— start The input —
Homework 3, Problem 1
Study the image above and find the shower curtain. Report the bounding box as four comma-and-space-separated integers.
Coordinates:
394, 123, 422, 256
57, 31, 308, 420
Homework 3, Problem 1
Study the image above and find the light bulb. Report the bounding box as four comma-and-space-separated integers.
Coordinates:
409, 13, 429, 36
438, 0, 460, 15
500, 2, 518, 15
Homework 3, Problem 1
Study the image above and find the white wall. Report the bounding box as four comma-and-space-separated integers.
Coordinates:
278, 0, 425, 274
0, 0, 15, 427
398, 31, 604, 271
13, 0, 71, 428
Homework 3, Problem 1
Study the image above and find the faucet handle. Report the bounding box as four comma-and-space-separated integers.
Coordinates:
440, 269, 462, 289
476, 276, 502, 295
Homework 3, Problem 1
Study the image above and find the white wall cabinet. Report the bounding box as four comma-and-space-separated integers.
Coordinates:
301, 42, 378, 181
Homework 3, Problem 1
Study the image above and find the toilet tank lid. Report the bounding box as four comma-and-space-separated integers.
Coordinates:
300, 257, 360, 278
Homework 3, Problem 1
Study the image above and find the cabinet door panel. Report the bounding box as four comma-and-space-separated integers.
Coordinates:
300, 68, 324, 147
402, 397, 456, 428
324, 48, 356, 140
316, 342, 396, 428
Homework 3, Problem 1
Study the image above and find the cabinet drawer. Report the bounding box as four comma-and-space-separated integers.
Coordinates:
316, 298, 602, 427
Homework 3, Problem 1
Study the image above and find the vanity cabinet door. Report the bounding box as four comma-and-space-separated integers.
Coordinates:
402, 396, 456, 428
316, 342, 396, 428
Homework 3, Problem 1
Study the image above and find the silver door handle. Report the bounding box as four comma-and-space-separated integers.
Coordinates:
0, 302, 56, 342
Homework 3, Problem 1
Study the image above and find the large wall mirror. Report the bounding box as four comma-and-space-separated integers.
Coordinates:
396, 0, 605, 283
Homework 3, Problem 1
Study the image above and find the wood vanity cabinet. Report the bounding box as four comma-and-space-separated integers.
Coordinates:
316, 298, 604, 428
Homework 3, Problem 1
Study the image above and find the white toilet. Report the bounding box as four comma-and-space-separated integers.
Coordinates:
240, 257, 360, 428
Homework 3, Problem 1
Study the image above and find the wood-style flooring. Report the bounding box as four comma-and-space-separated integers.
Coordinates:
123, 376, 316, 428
— end The input —
Reproduce the part of the entries above that opens with their first line and closes with the line containing "57, 31, 308, 420", including both of those lines.

Homework 3, Problem 1
Study the image above and find the shower curtain. Report the bounding box as four comma-and-space-separated integers.
Coordinates:
394, 123, 422, 256
57, 31, 308, 420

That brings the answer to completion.